__Phrase grounding data__.

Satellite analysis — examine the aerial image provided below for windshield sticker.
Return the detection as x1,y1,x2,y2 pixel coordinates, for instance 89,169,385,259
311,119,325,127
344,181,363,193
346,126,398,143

__Task statement__.
Using the exact wording, transcribe all the records above.

__Result of the exercise__.
Satellite analysis — examine the aerial image provided below for windshield sticker.
Return the detection as x1,y1,x2,y2 pixel coordinates, for instance 89,169,385,259
311,119,325,127
344,181,363,193
346,126,398,143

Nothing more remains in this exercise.